## EXERCISE AIM
From the material below, pick out every line that contains the string "sneaker" and copy each one.

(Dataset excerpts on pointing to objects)
=======
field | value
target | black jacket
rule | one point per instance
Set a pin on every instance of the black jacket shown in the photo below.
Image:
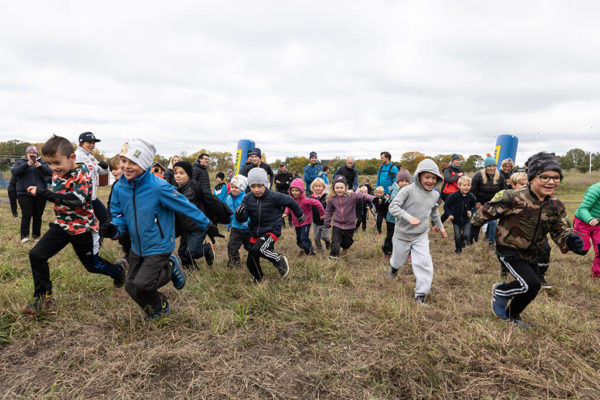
(265, 212)
(457, 205)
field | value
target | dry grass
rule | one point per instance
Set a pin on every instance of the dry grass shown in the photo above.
(330, 330)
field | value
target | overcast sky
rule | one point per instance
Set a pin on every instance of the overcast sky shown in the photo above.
(338, 77)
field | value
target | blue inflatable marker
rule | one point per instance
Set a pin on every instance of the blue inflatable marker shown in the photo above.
(506, 147)
(241, 154)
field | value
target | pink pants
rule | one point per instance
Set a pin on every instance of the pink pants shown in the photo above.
(587, 232)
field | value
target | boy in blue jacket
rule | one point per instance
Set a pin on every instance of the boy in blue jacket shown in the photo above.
(144, 205)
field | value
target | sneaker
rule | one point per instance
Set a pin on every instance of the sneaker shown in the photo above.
(209, 254)
(499, 304)
(283, 267)
(40, 304)
(420, 299)
(119, 281)
(177, 275)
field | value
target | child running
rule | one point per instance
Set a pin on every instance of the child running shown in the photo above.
(75, 223)
(341, 213)
(261, 207)
(413, 207)
(526, 216)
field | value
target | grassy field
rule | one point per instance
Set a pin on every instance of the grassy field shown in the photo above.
(329, 330)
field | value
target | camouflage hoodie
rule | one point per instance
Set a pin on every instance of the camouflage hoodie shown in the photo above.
(524, 222)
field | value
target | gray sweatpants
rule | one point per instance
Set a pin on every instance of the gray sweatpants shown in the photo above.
=======
## EXERCISE SOLUTION
target | sneaker
Set a pin on every instance of the sneaker shown in the photo above.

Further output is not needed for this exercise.